§ **Instructions to follow**: Pictures do not belong in your copy. Repeat all the other data exactly.

§ **Input for this task**:
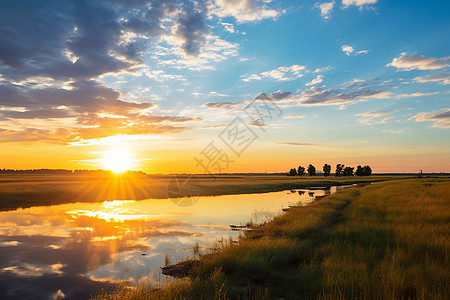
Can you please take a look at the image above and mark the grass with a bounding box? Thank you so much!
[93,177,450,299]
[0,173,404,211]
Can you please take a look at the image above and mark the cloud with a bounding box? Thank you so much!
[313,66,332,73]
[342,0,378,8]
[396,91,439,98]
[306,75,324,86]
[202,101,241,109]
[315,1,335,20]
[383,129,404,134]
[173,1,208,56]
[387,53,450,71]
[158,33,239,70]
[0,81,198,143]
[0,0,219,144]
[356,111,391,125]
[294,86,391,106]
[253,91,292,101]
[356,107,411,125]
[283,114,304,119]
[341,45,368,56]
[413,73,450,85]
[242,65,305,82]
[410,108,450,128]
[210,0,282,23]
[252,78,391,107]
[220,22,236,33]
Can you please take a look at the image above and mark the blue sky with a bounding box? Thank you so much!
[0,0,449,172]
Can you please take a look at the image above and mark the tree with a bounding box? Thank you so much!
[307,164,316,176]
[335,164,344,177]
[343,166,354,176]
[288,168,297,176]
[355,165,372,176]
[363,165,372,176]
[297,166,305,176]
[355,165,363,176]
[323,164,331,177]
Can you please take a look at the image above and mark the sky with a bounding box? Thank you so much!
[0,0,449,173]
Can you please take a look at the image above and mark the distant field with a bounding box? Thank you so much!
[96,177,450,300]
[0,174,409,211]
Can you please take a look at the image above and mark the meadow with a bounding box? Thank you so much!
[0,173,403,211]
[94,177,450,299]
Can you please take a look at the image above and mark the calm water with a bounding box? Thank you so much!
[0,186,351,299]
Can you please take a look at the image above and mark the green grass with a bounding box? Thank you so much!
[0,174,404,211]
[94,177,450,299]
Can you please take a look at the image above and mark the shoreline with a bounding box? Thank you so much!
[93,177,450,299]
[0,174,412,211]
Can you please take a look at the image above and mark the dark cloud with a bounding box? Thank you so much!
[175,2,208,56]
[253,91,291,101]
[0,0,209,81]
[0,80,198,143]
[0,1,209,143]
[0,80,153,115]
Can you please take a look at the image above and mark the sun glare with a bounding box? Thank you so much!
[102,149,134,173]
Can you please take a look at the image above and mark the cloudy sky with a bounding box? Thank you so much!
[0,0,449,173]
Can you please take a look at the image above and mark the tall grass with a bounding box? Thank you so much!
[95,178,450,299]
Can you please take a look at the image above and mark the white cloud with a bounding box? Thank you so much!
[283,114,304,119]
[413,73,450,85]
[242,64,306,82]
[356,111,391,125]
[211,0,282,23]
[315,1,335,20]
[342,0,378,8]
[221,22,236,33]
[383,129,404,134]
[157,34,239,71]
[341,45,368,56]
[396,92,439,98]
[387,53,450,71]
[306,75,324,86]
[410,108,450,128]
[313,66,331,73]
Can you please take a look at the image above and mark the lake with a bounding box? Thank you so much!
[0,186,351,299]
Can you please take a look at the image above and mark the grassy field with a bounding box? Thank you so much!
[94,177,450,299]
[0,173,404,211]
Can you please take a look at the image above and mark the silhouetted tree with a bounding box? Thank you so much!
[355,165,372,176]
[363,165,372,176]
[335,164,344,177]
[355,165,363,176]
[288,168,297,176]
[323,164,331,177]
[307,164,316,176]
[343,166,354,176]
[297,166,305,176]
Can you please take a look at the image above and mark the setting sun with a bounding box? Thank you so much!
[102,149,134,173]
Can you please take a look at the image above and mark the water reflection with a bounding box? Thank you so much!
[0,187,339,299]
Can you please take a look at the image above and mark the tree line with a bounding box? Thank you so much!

§ **Task output**:
Can you please take a look at the image above and mark the grass with a bounding box? Thank you so much!
[93,177,450,299]
[0,173,404,211]
Can you please take a look at the image above and mark the cloud with a bounding box? Thank you so much!
[313,66,332,73]
[342,0,378,8]
[396,91,439,98]
[306,75,324,86]
[202,101,241,109]
[315,1,335,20]
[383,129,404,134]
[173,1,208,56]
[387,53,450,71]
[158,33,239,70]
[0,81,198,143]
[0,0,219,144]
[356,111,391,125]
[294,86,391,106]
[253,91,292,101]
[356,107,411,125]
[283,114,304,119]
[341,45,368,56]
[413,73,450,85]
[242,65,305,82]
[410,108,450,128]
[210,0,282,23]
[252,78,391,107]
[220,22,236,33]
Can you please take a look at the image above and mark the blue sky with a bounding box? Thank you so much!
[0,0,449,172]
Can you please take a look at the image above and mark the tree with a bounding box? Thank you so much!
[307,164,316,176]
[335,164,344,177]
[343,166,354,176]
[288,168,297,176]
[355,165,372,176]
[363,165,372,176]
[297,166,305,176]
[355,165,363,176]
[323,164,331,177]
Can you please take a look at the image above and mark the sky with a bounding box? Thank you so much!
[0,0,449,173]
Can you please take a look at the image above and mark the distant field with a bounding box? Thank you so much!
[96,177,450,300]
[0,174,409,211]
Can you please take a look at the image above and mark the meadow with a bounding box? Thank you so much!
[0,173,403,211]
[94,177,450,299]
Can you please take a look at the image above and mark the calm water with a bounding box? Thank you so much!
[0,186,351,299]
Can you please take a look at the image above and mark the green grass with a bounding box? Thank you so much!
[0,174,404,211]
[94,177,450,299]
Can you please take a look at the image above and mark the shoreline with a bounding box? Thank you so much!
[93,177,450,299]
[0,174,412,211]
Can you please take a look at the image above and mark the dark cloud with a bounding box? Thank you so much!
[175,2,208,56]
[253,91,291,101]
[0,0,209,81]
[0,80,198,143]
[0,1,209,143]
[0,80,153,115]
Can you please take a look at the image above and mark the sun glare with a bounding box? Thank you so much!
[102,149,134,173]
Can you please take a look at the image above and mark the cloudy sky with a bounding box? Thank you so much!
[0,0,449,173]
Can you please take a look at the image above and mark the tall grass with a bounding box? Thank you so much!
[95,178,450,299]
Can you please take a look at the image above and mark the white cloud with a bounding box? Thank you so much!
[283,114,304,119]
[413,73,450,85]
[242,64,306,82]
[356,111,391,125]
[211,0,282,23]
[315,1,335,20]
[342,0,378,8]
[221,22,236,33]
[383,129,404,134]
[157,34,239,71]
[341,45,368,56]
[396,92,439,98]
[387,53,450,71]
[306,75,324,86]
[410,108,450,128]
[313,66,331,73]
Can you please take a look at the image above and mark the lake with a bounding box? Thank you so much!
[0,186,351,299]
Can you please take a look at the image above and mark the grassy field with a bounding box? Thank you so much!
[94,177,450,299]
[0,173,404,211]
Can you please take a look at the image above and mark the silhouetted tree with a bounding box? Thank you so much!
[355,165,372,176]
[363,165,372,176]
[335,164,344,177]
[355,165,363,176]
[288,168,297,176]
[323,164,331,177]
[307,164,316,176]
[343,166,354,176]
[297,166,305,176]
Can you please take a look at the image above and mark the setting sun with a bounding box? Thank you so much!
[102,149,134,173]
Can you please take a look at the image above and mark the water reflection with a bounding box? Thank you so much!
[0,187,339,299]
Can you please take a look at the image above and mark the tree line with a bounding box? Thank you so much!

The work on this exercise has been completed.